# Records to use
........
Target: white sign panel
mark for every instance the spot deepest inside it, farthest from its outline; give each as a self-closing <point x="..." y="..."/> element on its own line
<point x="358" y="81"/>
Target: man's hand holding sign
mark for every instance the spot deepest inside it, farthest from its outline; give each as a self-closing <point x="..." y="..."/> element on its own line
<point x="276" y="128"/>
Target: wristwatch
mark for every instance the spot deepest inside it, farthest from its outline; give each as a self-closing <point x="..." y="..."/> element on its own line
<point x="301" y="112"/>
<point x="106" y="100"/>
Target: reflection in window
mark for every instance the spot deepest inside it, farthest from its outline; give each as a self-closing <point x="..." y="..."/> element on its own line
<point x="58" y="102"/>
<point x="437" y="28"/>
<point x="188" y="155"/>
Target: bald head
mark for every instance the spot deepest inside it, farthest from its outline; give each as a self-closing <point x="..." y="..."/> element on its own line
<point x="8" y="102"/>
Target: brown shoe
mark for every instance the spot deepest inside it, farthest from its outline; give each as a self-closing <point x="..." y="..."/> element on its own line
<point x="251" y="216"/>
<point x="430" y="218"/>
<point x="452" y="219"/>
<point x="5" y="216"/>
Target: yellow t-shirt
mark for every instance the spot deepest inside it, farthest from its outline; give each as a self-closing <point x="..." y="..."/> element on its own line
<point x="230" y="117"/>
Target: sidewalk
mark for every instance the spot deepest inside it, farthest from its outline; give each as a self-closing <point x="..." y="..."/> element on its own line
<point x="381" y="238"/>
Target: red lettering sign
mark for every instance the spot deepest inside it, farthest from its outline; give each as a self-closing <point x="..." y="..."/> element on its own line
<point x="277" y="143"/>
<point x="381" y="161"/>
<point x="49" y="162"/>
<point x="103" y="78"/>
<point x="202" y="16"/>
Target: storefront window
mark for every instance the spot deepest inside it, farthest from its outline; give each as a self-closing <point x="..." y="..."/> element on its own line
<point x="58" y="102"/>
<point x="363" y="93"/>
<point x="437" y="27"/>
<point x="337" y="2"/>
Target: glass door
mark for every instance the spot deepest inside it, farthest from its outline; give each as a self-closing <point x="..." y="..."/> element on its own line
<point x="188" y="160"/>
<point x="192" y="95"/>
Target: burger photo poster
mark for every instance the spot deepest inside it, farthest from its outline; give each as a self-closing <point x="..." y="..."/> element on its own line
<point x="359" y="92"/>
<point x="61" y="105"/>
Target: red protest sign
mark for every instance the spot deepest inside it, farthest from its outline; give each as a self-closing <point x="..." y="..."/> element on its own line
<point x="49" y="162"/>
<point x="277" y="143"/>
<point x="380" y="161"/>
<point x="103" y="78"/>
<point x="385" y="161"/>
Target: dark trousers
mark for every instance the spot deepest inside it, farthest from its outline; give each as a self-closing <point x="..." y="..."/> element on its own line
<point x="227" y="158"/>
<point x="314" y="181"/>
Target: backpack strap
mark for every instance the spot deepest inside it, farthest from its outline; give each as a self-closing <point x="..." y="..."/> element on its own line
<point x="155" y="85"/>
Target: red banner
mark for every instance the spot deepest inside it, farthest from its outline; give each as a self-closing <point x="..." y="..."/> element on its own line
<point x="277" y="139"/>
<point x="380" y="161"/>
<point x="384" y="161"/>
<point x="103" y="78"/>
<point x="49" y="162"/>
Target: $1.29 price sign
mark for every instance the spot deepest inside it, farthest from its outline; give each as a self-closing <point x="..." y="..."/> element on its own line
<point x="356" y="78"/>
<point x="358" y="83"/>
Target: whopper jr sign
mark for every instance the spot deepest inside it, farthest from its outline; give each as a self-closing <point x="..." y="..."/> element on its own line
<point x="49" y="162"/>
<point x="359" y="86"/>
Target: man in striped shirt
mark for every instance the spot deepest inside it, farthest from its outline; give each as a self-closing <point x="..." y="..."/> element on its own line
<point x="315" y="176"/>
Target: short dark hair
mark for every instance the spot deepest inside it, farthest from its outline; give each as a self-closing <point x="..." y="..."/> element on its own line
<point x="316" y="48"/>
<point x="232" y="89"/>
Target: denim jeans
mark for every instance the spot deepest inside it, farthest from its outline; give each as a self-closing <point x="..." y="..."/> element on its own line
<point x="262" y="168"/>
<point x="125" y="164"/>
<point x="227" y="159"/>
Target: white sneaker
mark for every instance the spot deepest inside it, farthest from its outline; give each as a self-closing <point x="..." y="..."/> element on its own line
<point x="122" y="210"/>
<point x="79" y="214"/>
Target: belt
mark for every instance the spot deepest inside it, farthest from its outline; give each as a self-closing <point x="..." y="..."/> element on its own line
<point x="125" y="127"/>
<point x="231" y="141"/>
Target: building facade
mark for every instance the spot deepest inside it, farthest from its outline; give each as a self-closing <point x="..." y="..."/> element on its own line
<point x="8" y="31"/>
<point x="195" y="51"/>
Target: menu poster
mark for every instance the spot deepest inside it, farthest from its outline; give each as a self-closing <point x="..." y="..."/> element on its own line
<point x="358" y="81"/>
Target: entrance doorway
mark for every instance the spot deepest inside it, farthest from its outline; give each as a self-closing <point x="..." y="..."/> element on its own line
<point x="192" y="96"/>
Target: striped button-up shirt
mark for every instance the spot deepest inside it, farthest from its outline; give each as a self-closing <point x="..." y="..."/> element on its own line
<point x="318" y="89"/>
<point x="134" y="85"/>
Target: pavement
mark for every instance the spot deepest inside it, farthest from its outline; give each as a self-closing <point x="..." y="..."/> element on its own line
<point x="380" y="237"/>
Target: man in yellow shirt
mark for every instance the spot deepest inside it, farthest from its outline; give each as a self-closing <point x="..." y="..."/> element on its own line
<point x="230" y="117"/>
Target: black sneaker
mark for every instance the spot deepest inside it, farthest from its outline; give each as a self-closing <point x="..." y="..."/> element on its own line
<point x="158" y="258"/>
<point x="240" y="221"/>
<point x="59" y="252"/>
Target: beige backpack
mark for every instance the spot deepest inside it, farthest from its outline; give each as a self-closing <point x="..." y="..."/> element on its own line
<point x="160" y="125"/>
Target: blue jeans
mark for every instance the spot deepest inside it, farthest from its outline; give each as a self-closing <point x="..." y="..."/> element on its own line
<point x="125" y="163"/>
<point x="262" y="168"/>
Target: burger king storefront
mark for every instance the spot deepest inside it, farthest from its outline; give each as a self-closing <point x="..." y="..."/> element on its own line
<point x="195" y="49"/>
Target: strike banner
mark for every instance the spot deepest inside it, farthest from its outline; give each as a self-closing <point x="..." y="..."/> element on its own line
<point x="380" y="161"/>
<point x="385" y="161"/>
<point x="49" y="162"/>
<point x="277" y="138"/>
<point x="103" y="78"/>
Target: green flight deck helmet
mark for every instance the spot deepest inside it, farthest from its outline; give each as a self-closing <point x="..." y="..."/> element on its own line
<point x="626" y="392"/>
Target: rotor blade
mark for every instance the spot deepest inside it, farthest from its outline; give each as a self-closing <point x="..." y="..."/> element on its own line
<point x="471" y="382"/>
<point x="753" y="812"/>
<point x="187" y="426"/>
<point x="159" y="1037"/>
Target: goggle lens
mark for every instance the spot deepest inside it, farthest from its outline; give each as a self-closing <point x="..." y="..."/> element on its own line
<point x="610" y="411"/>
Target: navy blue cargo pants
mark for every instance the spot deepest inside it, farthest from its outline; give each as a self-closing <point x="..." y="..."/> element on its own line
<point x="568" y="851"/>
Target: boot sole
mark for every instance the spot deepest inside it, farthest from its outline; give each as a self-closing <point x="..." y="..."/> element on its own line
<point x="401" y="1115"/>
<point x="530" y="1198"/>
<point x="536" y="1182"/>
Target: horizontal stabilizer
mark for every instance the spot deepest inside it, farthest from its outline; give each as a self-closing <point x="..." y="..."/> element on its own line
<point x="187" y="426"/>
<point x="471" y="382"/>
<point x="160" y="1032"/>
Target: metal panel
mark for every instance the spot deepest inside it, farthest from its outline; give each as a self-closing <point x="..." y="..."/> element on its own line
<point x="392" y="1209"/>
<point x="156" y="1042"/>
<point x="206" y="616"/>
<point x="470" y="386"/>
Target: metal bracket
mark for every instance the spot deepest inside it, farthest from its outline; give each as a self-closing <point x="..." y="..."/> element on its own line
........
# Objective
Please give the lines of the entries above, starting at the line containing "Target: boot sole" and ending with the last line of the entries, as a JSON list of strings with one string per line and blank lines left out.

# Right answer
[
  "Target: boot sole",
  "mark for every instance the spot deepest inside it, farthest from its outline; give each as a self-closing <point x=\"...\" y=\"...\"/> element on its own line",
  "<point x=\"401\" y=\"1115\"/>",
  "<point x=\"530\" y=\"1198\"/>",
  "<point x=\"536\" y=\"1182\"/>",
  "Target: horizontal stabilizer",
  "mark for every instance the spot deepest inside it, farthest from its outline; give each as a self-closing <point x=\"...\" y=\"...\"/> element on its own line",
  "<point x=\"187\" y=\"426\"/>",
  "<point x=\"471\" y=\"382\"/>",
  "<point x=\"160\" y=\"1032\"/>",
  "Target: metal panel",
  "mark for every instance the spot deepest inside it, farthest from its outline; give each as a self-closing <point x=\"...\" y=\"...\"/> element on its own line",
  "<point x=\"392\" y=\"1209\"/>",
  "<point x=\"156\" y=\"1042\"/>",
  "<point x=\"206\" y=\"616\"/>",
  "<point x=\"470\" y=\"386\"/>",
  "Target: metal bracket",
  "mark for every instance the spot deepest inside it, farthest from its outline; give each as a self-closing <point x=\"...\" y=\"...\"/> element on its own line"
]